THE REQUEST:
How many lines in the data below contain the word "small"? Reply with the number alone.

[Start DATA SUPPLIED]

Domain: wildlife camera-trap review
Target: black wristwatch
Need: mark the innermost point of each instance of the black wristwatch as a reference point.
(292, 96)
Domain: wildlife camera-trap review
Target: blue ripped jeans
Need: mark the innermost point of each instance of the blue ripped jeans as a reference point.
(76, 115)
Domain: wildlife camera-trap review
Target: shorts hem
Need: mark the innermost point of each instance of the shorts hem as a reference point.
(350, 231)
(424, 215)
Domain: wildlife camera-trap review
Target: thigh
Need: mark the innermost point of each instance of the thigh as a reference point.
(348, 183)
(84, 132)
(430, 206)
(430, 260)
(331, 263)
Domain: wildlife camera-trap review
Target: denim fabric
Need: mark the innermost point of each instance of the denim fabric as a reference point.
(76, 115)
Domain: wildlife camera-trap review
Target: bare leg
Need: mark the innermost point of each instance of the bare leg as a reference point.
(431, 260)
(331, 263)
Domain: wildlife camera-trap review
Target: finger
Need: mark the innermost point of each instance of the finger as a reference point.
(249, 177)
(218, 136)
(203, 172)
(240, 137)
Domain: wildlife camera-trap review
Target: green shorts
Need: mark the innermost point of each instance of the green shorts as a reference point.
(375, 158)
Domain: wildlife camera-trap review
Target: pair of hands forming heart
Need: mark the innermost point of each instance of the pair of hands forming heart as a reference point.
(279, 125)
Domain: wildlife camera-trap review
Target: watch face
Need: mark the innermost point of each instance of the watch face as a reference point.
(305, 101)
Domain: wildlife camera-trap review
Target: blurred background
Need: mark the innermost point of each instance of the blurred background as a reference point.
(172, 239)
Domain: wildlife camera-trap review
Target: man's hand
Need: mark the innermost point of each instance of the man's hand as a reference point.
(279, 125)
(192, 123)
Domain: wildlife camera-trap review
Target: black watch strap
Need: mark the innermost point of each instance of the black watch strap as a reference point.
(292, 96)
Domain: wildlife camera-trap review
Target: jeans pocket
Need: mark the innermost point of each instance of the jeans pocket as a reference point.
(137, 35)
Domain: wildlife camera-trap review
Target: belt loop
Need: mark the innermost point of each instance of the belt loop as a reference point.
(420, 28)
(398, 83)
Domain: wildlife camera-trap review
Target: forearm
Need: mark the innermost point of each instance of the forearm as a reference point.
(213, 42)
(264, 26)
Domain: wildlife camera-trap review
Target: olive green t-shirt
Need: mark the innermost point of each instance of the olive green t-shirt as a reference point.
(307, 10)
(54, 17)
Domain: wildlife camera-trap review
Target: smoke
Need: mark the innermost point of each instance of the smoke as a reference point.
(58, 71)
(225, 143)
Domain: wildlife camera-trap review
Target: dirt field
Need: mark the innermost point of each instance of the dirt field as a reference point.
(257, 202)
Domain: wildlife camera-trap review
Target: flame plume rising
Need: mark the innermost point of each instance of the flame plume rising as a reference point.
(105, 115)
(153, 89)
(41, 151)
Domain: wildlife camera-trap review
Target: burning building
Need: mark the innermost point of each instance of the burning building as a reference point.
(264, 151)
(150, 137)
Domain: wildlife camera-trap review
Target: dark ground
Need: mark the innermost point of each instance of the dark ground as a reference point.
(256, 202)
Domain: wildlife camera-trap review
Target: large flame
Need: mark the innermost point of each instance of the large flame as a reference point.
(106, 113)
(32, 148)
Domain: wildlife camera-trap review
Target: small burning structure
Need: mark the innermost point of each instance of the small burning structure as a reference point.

[End DATA SUPPLIED]

EXERCISE ANSWER:
2